Saved entries
● ● ●
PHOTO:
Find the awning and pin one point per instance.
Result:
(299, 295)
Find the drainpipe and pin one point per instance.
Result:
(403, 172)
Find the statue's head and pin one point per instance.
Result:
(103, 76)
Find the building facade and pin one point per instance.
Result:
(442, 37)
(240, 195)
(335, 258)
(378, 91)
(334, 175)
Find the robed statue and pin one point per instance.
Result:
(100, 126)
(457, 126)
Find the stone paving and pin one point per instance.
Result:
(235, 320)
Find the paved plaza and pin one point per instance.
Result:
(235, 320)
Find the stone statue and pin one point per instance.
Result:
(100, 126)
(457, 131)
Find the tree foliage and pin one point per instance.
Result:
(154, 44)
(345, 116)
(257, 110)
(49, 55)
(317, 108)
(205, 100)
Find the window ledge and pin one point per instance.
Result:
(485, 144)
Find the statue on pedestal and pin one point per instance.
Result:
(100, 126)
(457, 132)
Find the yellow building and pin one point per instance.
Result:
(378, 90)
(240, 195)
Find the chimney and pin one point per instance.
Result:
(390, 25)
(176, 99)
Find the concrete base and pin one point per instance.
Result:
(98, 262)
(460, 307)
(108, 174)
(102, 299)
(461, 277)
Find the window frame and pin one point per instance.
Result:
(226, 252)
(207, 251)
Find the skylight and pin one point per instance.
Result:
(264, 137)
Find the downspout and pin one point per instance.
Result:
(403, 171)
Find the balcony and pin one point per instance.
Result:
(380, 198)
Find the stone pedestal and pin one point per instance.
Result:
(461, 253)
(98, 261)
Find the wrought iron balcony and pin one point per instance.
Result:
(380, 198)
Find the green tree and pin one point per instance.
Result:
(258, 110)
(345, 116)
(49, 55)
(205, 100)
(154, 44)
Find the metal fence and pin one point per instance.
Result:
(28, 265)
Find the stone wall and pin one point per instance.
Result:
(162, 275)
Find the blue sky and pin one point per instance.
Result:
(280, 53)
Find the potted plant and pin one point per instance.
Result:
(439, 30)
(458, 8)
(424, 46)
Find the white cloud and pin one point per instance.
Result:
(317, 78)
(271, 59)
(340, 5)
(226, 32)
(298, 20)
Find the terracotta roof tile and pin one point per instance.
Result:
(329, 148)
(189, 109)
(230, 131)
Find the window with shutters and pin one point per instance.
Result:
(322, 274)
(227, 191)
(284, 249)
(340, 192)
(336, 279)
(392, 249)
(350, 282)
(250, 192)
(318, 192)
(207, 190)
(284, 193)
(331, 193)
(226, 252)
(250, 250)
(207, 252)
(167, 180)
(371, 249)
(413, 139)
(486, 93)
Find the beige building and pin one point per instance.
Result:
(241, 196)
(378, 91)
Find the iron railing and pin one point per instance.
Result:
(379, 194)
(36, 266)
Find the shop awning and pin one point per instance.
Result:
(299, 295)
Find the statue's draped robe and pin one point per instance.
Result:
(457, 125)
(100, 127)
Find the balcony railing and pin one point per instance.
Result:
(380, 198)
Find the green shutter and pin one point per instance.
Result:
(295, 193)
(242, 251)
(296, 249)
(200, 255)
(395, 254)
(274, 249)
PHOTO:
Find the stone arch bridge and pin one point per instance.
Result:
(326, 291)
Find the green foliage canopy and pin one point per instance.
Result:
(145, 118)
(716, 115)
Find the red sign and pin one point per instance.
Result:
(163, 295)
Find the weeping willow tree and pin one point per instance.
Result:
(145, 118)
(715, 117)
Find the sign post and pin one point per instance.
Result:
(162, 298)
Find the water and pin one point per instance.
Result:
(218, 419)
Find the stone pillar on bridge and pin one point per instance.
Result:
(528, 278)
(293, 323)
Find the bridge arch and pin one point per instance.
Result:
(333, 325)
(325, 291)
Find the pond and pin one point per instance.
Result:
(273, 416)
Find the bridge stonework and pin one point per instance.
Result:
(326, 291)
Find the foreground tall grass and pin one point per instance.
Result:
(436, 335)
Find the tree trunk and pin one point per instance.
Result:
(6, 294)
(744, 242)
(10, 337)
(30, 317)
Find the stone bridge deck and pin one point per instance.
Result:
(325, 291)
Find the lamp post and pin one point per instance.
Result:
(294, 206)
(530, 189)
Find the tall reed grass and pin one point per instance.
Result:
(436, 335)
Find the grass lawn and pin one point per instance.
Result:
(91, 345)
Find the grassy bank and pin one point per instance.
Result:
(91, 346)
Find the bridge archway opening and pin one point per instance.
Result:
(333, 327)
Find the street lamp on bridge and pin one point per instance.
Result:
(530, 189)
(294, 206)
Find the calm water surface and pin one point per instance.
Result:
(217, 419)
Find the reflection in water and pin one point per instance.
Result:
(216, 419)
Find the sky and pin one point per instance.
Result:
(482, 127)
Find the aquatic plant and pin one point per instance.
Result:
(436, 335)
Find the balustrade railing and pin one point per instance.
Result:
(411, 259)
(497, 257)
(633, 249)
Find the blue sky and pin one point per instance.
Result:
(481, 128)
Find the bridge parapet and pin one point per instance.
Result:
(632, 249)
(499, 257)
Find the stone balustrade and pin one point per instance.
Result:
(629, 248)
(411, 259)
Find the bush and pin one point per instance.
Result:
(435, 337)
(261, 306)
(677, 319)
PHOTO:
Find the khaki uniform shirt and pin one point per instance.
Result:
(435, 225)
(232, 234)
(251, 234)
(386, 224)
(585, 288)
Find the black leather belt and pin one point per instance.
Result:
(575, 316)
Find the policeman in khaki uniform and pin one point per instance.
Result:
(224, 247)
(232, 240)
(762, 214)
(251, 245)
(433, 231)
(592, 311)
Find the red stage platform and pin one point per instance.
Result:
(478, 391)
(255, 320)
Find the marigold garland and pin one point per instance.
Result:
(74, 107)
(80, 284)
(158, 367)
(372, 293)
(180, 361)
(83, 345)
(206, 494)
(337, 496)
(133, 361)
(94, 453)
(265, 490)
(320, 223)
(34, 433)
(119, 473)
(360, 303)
● ● ●
*Task statement*
All of the records need to be transcribed exactly.

*Reply to the exercise*
PHOTO:
Find the awning and pin one point per instance.
Result:
(299, 295)
Find the drainpipe and pin one point per instance.
Result:
(403, 172)
Find the statue's head and pin one point per instance.
Result:
(103, 76)
Find the building facade and pin one point per instance.
Result:
(442, 37)
(240, 195)
(335, 258)
(378, 91)
(334, 175)
Find the robed statue and pin one point per instance.
Result:
(100, 126)
(457, 126)
Find the stone paving and pin one point per instance.
Result:
(235, 320)
Find the paved plaza and pin one point per instance.
Result:
(235, 320)
Find the stone statue and pin one point per instance.
Result:
(100, 126)
(457, 131)
Find the tree foliage and pin one point per instance.
Result:
(154, 44)
(345, 116)
(257, 110)
(49, 55)
(317, 108)
(205, 100)
Find the window ledge and pin one point per instance.
Result:
(485, 144)
Find the statue on pedestal and pin one point per instance.
Result:
(100, 126)
(457, 132)
Find the yellow building and pin one point per instance.
Result:
(378, 90)
(240, 195)
Find the chimney and pin one point per instance.
Result:
(390, 25)
(176, 99)
Find the concrete base and pin one point per instance.
Result:
(98, 262)
(460, 307)
(108, 174)
(102, 299)
(461, 277)
Find the window frame and pin one point per instance.
Result:
(226, 252)
(207, 251)
Find the skylight and pin one point per instance.
Result:
(264, 137)
Find the downspout and pin one point per instance.
Result:
(403, 171)
Find the balcony and pin one point per instance.
Result:
(380, 198)
Find the stone pedestal and pin one point per instance.
Result:
(461, 253)
(98, 261)
Find the wrought iron balcony and pin one point per instance.
Result:
(380, 198)
Find the green tree and pin one point per instance.
Result:
(258, 110)
(345, 116)
(49, 55)
(205, 100)
(154, 44)
Find the metal fence and pin one point per instance.
Result:
(28, 265)
Find the stone wall and pin one point per instance.
Result:
(162, 275)
Find the blue sky and pin one point per instance.
Result:
(280, 53)
Find the potted plant and pin one point per instance.
Result:
(439, 30)
(458, 8)
(424, 46)
Find the white cloud and pin one point per instance.
Result:
(317, 78)
(271, 59)
(340, 5)
(226, 32)
(298, 20)
Find the terracotta roof tile and pin one point per instance.
Result:
(329, 148)
(189, 109)
(230, 131)
Find the window with shutters and pin one point per instance.
Result:
(322, 274)
(227, 191)
(284, 249)
(340, 192)
(336, 279)
(392, 249)
(350, 282)
(250, 192)
(318, 192)
(207, 190)
(284, 193)
(331, 193)
(226, 252)
(250, 250)
(207, 252)
(167, 180)
(371, 249)
(413, 139)
(486, 93)
Find the beige building and pin one point per instance.
Result:
(241, 196)
(378, 91)
Find the iron railing and pin one point per instance.
Result:
(379, 194)
(36, 266)
Find the shop awning and pin one point per instance.
Result:
(299, 295)
Find the statue's draped robe and pin one point per instance.
Result:
(457, 125)
(100, 127)
Find the balcony railing and pin one point per instance.
Result:
(380, 198)
Find the green shutter and pin one point per instance.
Result:
(295, 193)
(242, 251)
(296, 249)
(200, 255)
(395, 254)
(274, 249)
PHOTO:
Find the stone arch bridge and pin one point per instance.
Result:
(326, 291)
Find the green foliage canopy and pin one point per instance.
Result:
(145, 118)
(716, 115)
Find the red sign and pin one point per instance.
Result:
(163, 295)
Find the weeping willow tree and pin one point per instance.
Result:
(145, 118)
(715, 117)
Find the sign post and pin one point per instance.
Result:
(162, 298)
Find the water and pin one point per instance.
Result:
(218, 419)
Find the stone pillar on bridge and pin one point per instance.
Result:
(528, 278)
(293, 323)
Find the bridge arch and pin one point per instance.
Result:
(333, 325)
(325, 291)
Find the pond and pin one point per instance.
Result:
(273, 416)
Find the bridge stonework and pin one point per instance.
Result:
(326, 291)
Find the foreground tall grass and pin one point per instance.
Result:
(436, 335)
Find the tree trunk and pin one point per instance.
Result:
(6, 294)
(744, 242)
(10, 337)
(30, 317)
Find the stone bridge deck and pin one point per instance.
Result:
(325, 291)
Find the lamp post and pin one point per instance.
Result:
(294, 206)
(530, 189)
Find the tall reed grass and pin one point per instance.
Result:
(436, 335)
Find the grass lawn and pin one point per instance.
Result:
(91, 345)
Find the grassy bank and pin one point per instance.
Result:
(91, 346)
Find the bridge archway opening and pin one point per instance.
Result:
(333, 327)
Find the street lamp on bridge and pin one point per instance.
Result:
(530, 189)
(294, 206)
Find the calm water surface and pin one point per instance.
Result:
(217, 419)
Find the reflection in water and pin one point per instance.
Result:
(216, 419)
Find the sky and pin one point per instance.
Result:
(482, 127)
Find the aquatic plant and pin one point per instance.
Result:
(436, 335)
Find the balustrade railing and pin one point per instance.
Result:
(411, 259)
(497, 257)
(633, 249)
Find the blue sky and pin one point per instance.
Result:
(481, 128)
Find the bridge parapet and pin one point per instance.
Result:
(632, 249)
(499, 257)
Find the stone balustrade and pin one point per instance.
Result:
(629, 248)
(411, 259)
Find the bush and pin one point per instance.
Result:
(435, 337)
(261, 306)
(677, 319)
PHOTO:
Find the khaki uniform shirt and pin one point per instance.
Result:
(435, 225)
(232, 234)
(251, 234)
(386, 224)
(585, 288)
Find the black leather belt and pin one point per instance.
Result:
(575, 316)
Find the policeman in khaki uniform and pin one point per instance.
Result:
(224, 247)
(232, 240)
(762, 214)
(251, 245)
(433, 231)
(592, 311)
Find the red stage platform and pin one point per instance.
Result:
(478, 391)
(255, 320)
Find the marigold garland and pin one point per instance.
Result:
(74, 107)
(80, 284)
(158, 367)
(372, 293)
(180, 361)
(83, 345)
(206, 494)
(337, 496)
(133, 361)
(94, 453)
(265, 490)
(320, 223)
(34, 433)
(119, 473)
(360, 303)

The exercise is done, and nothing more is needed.